### Goal
Nothing but the lines from the one that contains "Where can the bear's ear" through the end of the listing should appear, set down exactly.
---- Records supplied
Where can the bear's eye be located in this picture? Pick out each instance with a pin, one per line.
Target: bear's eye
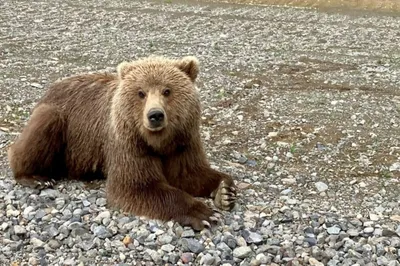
(141, 94)
(166, 92)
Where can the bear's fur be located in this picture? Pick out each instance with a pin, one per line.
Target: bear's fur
(138, 128)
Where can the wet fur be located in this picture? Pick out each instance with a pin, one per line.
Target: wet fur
(90, 126)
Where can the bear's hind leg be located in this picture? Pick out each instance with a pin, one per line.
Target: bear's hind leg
(37, 156)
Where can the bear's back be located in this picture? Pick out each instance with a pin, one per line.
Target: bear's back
(84, 102)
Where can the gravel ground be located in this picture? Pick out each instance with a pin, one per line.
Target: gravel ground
(301, 107)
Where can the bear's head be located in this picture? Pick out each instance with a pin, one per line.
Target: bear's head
(157, 98)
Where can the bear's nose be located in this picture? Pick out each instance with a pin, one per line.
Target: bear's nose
(155, 117)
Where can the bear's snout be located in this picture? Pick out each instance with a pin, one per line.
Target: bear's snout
(155, 117)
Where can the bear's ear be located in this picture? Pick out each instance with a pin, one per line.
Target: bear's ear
(123, 68)
(190, 66)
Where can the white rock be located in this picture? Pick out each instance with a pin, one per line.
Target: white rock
(373, 217)
(321, 186)
(19, 230)
(395, 167)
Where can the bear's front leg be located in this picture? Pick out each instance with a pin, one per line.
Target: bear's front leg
(189, 170)
(225, 195)
(136, 184)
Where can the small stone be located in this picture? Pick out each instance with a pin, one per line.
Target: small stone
(36, 85)
(101, 202)
(4, 226)
(127, 240)
(186, 257)
(207, 259)
(395, 218)
(289, 181)
(395, 167)
(155, 256)
(19, 230)
(165, 239)
(37, 243)
(315, 262)
(368, 230)
(252, 237)
(32, 261)
(168, 248)
(54, 244)
(262, 258)
(373, 217)
(192, 245)
(286, 191)
(103, 215)
(333, 230)
(394, 263)
(102, 232)
(242, 252)
(188, 233)
(321, 186)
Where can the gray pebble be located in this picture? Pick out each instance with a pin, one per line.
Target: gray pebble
(207, 259)
(102, 232)
(193, 245)
(333, 230)
(19, 230)
(321, 186)
(242, 252)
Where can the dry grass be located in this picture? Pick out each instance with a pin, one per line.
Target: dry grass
(371, 5)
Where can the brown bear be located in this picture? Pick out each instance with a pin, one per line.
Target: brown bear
(138, 128)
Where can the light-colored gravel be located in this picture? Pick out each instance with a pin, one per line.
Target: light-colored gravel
(301, 107)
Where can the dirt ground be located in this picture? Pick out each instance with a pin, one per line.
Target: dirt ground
--------
### Written answer
Where can the bear's ear be located in this picture? Pick out each instance with a pin, one per line.
Target: bear's ear
(123, 68)
(190, 66)
Where can the white rock be located in this picture? Pick out each instance with a pin, one per line.
Target: white rock
(373, 217)
(321, 186)
(19, 230)
(395, 167)
Where can the bear's front leg be located in this picture? Pick out each instance with a pin, one per line.
Target: bear's front leg
(189, 170)
(225, 195)
(136, 184)
Where can the small stone be located in this picture? Pick out each instance with a pin, one per line.
Target: small stone
(36, 85)
(101, 202)
(4, 226)
(127, 240)
(186, 257)
(207, 259)
(395, 218)
(289, 181)
(395, 167)
(155, 256)
(19, 230)
(165, 239)
(37, 243)
(315, 262)
(368, 230)
(252, 237)
(32, 261)
(168, 248)
(54, 244)
(262, 258)
(373, 217)
(192, 245)
(286, 191)
(103, 215)
(333, 230)
(394, 263)
(102, 232)
(242, 252)
(188, 233)
(321, 186)
Where can the gray pebble be located in this picture? Pick out each instance with a pin, one per line.
Target: gray pebble
(207, 259)
(102, 232)
(193, 245)
(333, 230)
(19, 230)
(321, 186)
(242, 252)
Where can the dry grass be located in this picture? Pick out each instance with a pin, one per line.
Target: dry grass
(371, 5)
Where can the brown bear be located in this picture? Pick out each instance with a pin, one per line.
Target: brown bear
(138, 128)
Where can the light-colored gravel be located in this picture? Pick out each instance with a pin, one per line.
Target: light-colored gravel
(301, 107)
Where can the dirt ground be located in this picture? Pick out each instance with a pin, one per line.
Target: dirt ground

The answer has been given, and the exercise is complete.